··· EXCERPT PROVIDED

It was an innocent question from an 8-year-old girl.
"Dad," she asked, "are monsters real?" "No," replied her father, Staff Sgt. Ty Carter.
Those bedtime monsters are make-believe.
Carter knows the real ones. Some have names: post-traumatic stress. Al-Qaida.
Some are faces seen through the sights of an M-4 rifle as your finger squeezes the trigger.
On Monday, the former Fort Carson soldier who has faced those monsters will be given the nation's highest honor for combat gallantry in a White House ceremony.
He earned it by running through enemy fire in a bid to rescue a wounded comrade. He says that's what anyone else would have done.
"I constantly have to take a step back and say, 'Wow, is this really happening?'" Carter said.
Son of the Pacific Northwest
Carter, 33, spent most of his youth in Spokane, Wash., a town a bit smaller than Colorado Springs that has dubbed itself the capital of the Inland Empire agricultural region of the Pacific Northwest.
His father, Mark Carter, said Ty Carter was an adventurous kid. On a camping trip when he was 5 or 6, Carter dragged a 3-foot snake back to his father. "He did stuff like that all the time," Mark Carter said.
Family members and Army colleagues say Carter is a quiet, determined guy.
"He was always lucky enough, strong enough or determined enough," his father said of the little boy who always seemed to escape trouble.
But there was a sensitive side to Carter that teachers at North Central High School noticed.
"I was intensely into art," he said.
Not big pieces with explosions of color. Carter liked fine details.
The Medal of Honor recipient found a passion for making jewelry.
He also enjoyed hanging out at an Army surplus store in Spokane, hearing tales and experimenting with another hobby - making fireworks.
And he struggled.
At the end of high school, Carter was one failure from not graduating.
"My French teacher - even though I was terrible at French, she was there to push and motivate me," he said. "She allowed me to work extra hard to get a passing grade to get through high school."
He thought about college, but he wanted to jump-start his adulthood.
"I wasn't the model teenager - I got in trouble," Carter said. "Joining the service was a chance to change my life. It was a difficult thing that would make me a better person."
'I like to blow things up'
Carter was always a Boy Scout. Always a patriot.

······
··· MATERIAL SHOWN

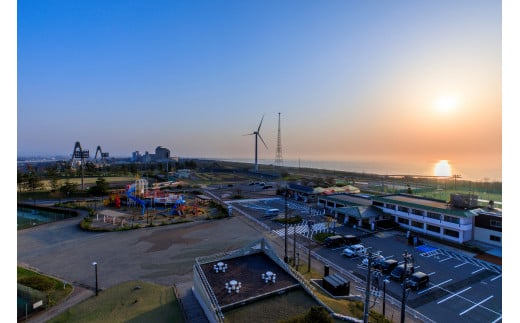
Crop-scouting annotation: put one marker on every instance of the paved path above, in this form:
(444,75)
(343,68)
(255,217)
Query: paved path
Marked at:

······

## [TASKS FOR THIS EXERCISE]
1. State whether each statement agrees with the article about Ty Carter, answering yes or no and quoting the words that decide it: (a) Carter spent most of his youth in Spokane; (b) Carter favored big art pieces with explosions of color; (c) Carter's French teacher let him work extra hard to earn a passing grade.
2. Print the portion of the article about Ty Carter starting with "But there was" and going on through "jump-start his adulthood.".

## [EXPECTED OUTPUTS]
1.
(a) Yes: "Carter, 33, spent most of his youth in Spokane, Wash."
(b) No: "Not big pieces with explosions of color. Carter liked fine details."
(c) Yes: "She allowed me to work extra hard to get a passing grade to get through high school."

2.
But there was a sensitive side to Carter that teachers at North Central High School noticed.
"I was intensely into art," he said.
Not big pieces with explosions of color. Carter liked fine details.
The Medal of Honor recipient found a passion for making jewelry.
He also enjoyed hanging out at an Army surplus store in Spokane, hearing tales and experimenting with another hobby - making fireworks.
And he struggled.
At the end of high school, Carter was one failure from not graduating.
"My French teacher - even though I was terrible at French, she was there to push and motivate me," he said. "She allowed me to work extra hard to get a passing grade to get through high school."
He thought about college, but he wanted to jump-start his adulthood.